▶ **DATASET**:
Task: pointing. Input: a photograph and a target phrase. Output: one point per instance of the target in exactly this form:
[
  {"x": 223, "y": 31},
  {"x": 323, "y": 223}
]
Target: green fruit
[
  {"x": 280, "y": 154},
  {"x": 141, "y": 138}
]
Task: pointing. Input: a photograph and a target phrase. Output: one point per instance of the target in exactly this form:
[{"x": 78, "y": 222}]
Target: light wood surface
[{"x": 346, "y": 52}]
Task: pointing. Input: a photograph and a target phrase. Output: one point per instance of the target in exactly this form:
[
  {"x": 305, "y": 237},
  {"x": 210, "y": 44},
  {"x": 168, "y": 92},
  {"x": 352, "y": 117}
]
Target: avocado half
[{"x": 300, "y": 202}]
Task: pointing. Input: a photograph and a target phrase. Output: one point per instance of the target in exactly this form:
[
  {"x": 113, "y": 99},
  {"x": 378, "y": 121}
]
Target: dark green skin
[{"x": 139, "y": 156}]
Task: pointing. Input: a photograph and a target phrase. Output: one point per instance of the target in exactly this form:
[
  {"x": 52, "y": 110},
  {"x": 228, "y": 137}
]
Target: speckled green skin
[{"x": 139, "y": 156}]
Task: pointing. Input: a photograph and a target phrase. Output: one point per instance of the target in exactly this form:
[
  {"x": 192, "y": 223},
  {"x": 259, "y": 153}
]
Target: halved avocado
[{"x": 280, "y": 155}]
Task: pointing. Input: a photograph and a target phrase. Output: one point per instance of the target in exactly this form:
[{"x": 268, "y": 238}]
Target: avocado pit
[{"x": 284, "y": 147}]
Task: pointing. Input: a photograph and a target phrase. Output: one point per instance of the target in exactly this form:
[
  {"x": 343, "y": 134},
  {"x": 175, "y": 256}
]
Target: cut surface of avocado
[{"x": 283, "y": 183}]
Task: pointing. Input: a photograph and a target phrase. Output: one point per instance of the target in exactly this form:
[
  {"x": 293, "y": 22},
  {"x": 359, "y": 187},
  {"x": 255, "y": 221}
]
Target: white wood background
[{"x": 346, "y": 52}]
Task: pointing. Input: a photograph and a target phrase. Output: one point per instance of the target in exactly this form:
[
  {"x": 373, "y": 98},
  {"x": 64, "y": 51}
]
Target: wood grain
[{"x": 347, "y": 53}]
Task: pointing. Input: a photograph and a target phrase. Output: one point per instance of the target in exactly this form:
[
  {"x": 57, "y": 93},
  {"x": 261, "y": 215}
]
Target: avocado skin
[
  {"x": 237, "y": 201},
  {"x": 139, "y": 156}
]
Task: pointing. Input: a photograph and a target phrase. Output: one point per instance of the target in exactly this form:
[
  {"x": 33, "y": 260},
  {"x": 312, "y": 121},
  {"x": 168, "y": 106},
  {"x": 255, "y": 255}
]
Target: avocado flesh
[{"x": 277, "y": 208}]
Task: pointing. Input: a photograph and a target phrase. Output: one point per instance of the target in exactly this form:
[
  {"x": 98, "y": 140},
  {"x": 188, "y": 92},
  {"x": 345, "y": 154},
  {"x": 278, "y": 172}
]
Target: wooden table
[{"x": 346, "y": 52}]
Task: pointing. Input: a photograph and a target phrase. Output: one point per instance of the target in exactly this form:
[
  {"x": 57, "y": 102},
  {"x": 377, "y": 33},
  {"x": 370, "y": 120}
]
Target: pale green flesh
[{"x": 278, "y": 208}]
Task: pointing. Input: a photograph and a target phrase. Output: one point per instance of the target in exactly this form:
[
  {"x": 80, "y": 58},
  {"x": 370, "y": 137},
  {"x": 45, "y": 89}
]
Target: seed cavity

▶ **EXERCISE GOAL**: In this exercise, repeat all entries exactly.

▶ **WRITTEN ANSWER**:
Task: pointing. Input: a photograph and a target phrase. Output: one point per instance of the target in exactly this form:
[
  {"x": 223, "y": 31},
  {"x": 323, "y": 223}
]
Target: green fruit
[
  {"x": 280, "y": 154},
  {"x": 141, "y": 138}
]
Task: pointing. Input: a photograph and a target phrase. Output: one point per instance of the target in exactly this form:
[{"x": 78, "y": 222}]
Target: light wood surface
[{"x": 346, "y": 52}]
Task: pointing. Input: a photograph and a target phrase. Output: one point per instance of the target in exactly this form:
[
  {"x": 305, "y": 237},
  {"x": 210, "y": 44},
  {"x": 168, "y": 92},
  {"x": 352, "y": 117}
]
Target: avocado half
[{"x": 300, "y": 202}]
Task: pointing. Input: a photograph and a target phrase. Output: one point per instance of the target in exactly this form:
[
  {"x": 113, "y": 99},
  {"x": 378, "y": 121}
]
Target: dark green skin
[{"x": 139, "y": 156}]
Task: pointing. Input: a photograph and a target phrase. Output: one point per instance of the target in exactly this form:
[
  {"x": 52, "y": 110},
  {"x": 228, "y": 137}
]
Target: speckled green skin
[{"x": 139, "y": 156}]
Task: pointing. Input: a photograph and a target phrase. Output: one point per instance of the target in exactly this form:
[
  {"x": 192, "y": 223},
  {"x": 259, "y": 153}
]
Target: halved avocado
[{"x": 280, "y": 155}]
Task: pointing. Input: a photograph and a target phrase. Output: one point per instance of the target in exactly this form:
[{"x": 268, "y": 238}]
Target: avocado pit
[{"x": 284, "y": 147}]
Task: pointing. Input: a photograph and a target phrase. Output: one point per instance of the target in exactly this form:
[
  {"x": 343, "y": 134},
  {"x": 175, "y": 256}
]
Target: cut surface of avocado
[{"x": 283, "y": 183}]
Task: pointing. Input: a photograph and a target phrase. Output: one point per instance of the target in exactly this form:
[
  {"x": 293, "y": 22},
  {"x": 359, "y": 187},
  {"x": 255, "y": 221}
]
Target: white wood background
[{"x": 346, "y": 52}]
Task: pointing. Input: a photograph and a target phrase. Output: one point per instance of the target in exactly this form:
[
  {"x": 373, "y": 98},
  {"x": 64, "y": 51}
]
Target: wood grain
[{"x": 347, "y": 53}]
Task: pointing. Input: a photograph and a target phrase. Output: one point per instance of the target in exactly this form:
[
  {"x": 57, "y": 93},
  {"x": 261, "y": 215}
]
Target: avocado skin
[
  {"x": 237, "y": 201},
  {"x": 139, "y": 156}
]
Task: pointing. Input: a photograph and a target phrase. Output: one point per instance of the target in exactly this form:
[
  {"x": 33, "y": 260},
  {"x": 312, "y": 121},
  {"x": 168, "y": 106},
  {"x": 255, "y": 255}
]
Target: avocado flesh
[{"x": 277, "y": 208}]
Task: pointing. Input: a photograph and a target phrase. Output: one point per instance of the target in exactly this form:
[
  {"x": 98, "y": 140},
  {"x": 188, "y": 92},
  {"x": 345, "y": 154},
  {"x": 278, "y": 172}
]
Target: wooden table
[{"x": 346, "y": 52}]
Task: pointing. Input: a photograph and a target phrase. Output: one point per instance of the target in exactly this form:
[
  {"x": 57, "y": 102},
  {"x": 377, "y": 33},
  {"x": 370, "y": 120}
]
Target: pale green flesh
[{"x": 278, "y": 208}]
Task: pointing. Input: a photograph and a target phrase. Output: one point per instance of the target in exactly this form:
[
  {"x": 80, "y": 58},
  {"x": 370, "y": 137},
  {"x": 45, "y": 89}
]
Target: seed cavity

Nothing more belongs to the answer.